YOUR GOAL. Copy every line of the records with "green" swapped for "olive" and nothing else altered, and omit the pictures.

Segmentation dataset excerpts
————

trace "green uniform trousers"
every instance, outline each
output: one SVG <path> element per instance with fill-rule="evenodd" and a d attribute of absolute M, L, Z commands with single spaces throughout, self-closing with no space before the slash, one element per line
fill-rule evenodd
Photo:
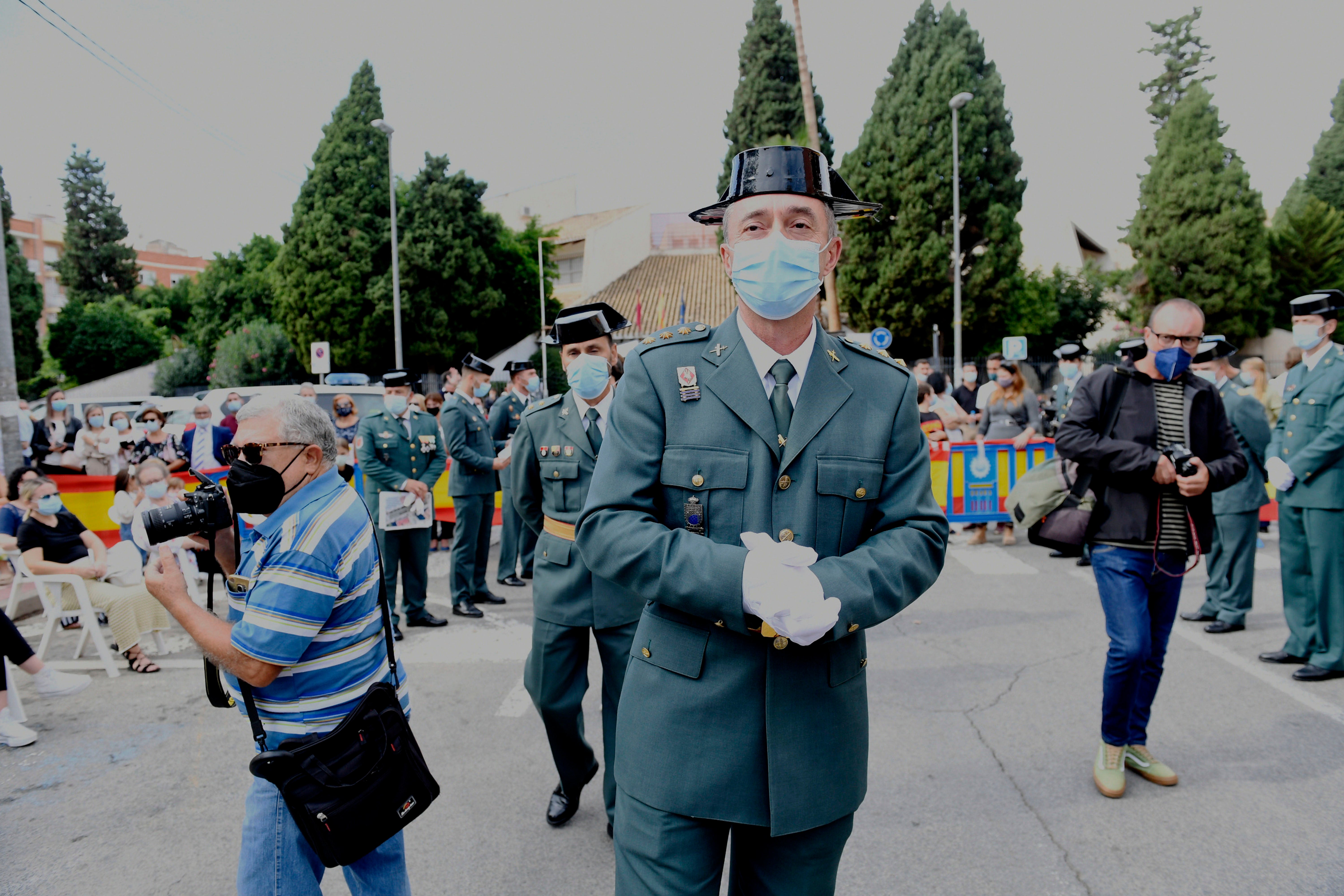
<path fill-rule="evenodd" d="M 1278 505 L 1284 650 L 1344 670 L 1344 510 Z"/>
<path fill-rule="evenodd" d="M 392 625 L 401 623 L 396 615 L 396 568 L 402 570 L 402 613 L 407 619 L 425 615 L 425 596 L 429 587 L 429 529 L 407 529 L 406 532 L 378 532 L 378 547 L 383 551 L 383 582 L 387 583 L 387 604 L 392 611 Z"/>
<path fill-rule="evenodd" d="M 583 736 L 583 695 L 587 693 L 589 631 L 602 662 L 602 798 L 606 819 L 616 818 L 616 708 L 621 703 L 625 668 L 638 622 L 613 629 L 562 626 L 532 621 L 532 652 L 523 668 L 523 686 L 532 696 L 555 770 L 564 793 L 574 797 L 597 767 L 593 747 Z"/>
<path fill-rule="evenodd" d="M 616 896 L 718 896 L 732 836 L 732 896 L 832 896 L 853 813 L 771 837 L 769 827 L 689 818 L 616 795 Z"/>
<path fill-rule="evenodd" d="M 513 506 L 513 489 L 509 486 L 509 477 L 501 476 L 504 492 L 504 506 L 501 508 L 504 524 L 500 532 L 500 568 L 496 576 L 500 582 L 517 571 L 519 559 L 523 560 L 523 572 L 532 572 L 532 556 L 536 553 L 536 532 L 532 532 L 523 516 Z"/>
<path fill-rule="evenodd" d="M 1255 590 L 1255 539 L 1259 510 L 1214 514 L 1214 544 L 1208 547 L 1208 583 L 1204 586 L 1206 617 L 1245 625 Z"/>
<path fill-rule="evenodd" d="M 457 524 L 453 527 L 453 603 L 485 594 L 485 564 L 491 557 L 491 524 L 495 521 L 493 494 L 453 497 Z"/>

————

SOLVED EXERCISE.
trace "olive uniform trousers"
every instance, outline each
output: one SVG <path> element per instance with fill-rule="evenodd" and a d attribute of absolute M, L, Z commands with single spaces throughout, self-closing with no space before the slash, one element per line
fill-rule evenodd
Photo:
<path fill-rule="evenodd" d="M 1278 505 L 1284 650 L 1344 670 L 1344 510 Z"/>
<path fill-rule="evenodd" d="M 392 625 L 401 623 L 396 615 L 396 568 L 402 570 L 402 613 L 407 619 L 425 615 L 425 596 L 429 587 L 429 529 L 407 529 L 406 532 L 378 532 L 378 547 L 383 551 L 383 582 L 387 583 L 387 604 L 392 611 Z"/>
<path fill-rule="evenodd" d="M 583 736 L 583 695 L 587 693 L 589 631 L 602 662 L 602 798 L 606 819 L 616 818 L 616 708 L 621 703 L 625 668 L 638 622 L 613 629 L 562 626 L 532 621 L 532 652 L 523 668 L 523 686 L 532 696 L 555 770 L 564 793 L 574 797 L 597 767 L 593 747 Z"/>
<path fill-rule="evenodd" d="M 616 896 L 718 896 L 732 836 L 732 896 L 832 896 L 853 813 L 771 837 L 769 827 L 689 818 L 616 795 Z"/>
<path fill-rule="evenodd" d="M 513 506 L 513 489 L 509 486 L 509 477 L 501 476 L 504 492 L 504 506 L 501 508 L 504 524 L 500 532 L 500 568 L 496 576 L 500 582 L 517 571 L 519 559 L 523 560 L 523 572 L 532 572 L 532 556 L 536 553 L 536 532 L 532 532 L 523 516 Z"/>
<path fill-rule="evenodd" d="M 1255 590 L 1255 539 L 1259 510 L 1214 514 L 1214 544 L 1208 547 L 1208 583 L 1204 586 L 1206 617 L 1245 625 Z"/>
<path fill-rule="evenodd" d="M 457 524 L 453 527 L 453 603 L 485 594 L 485 564 L 491 557 L 491 524 L 495 521 L 493 494 L 453 497 Z"/>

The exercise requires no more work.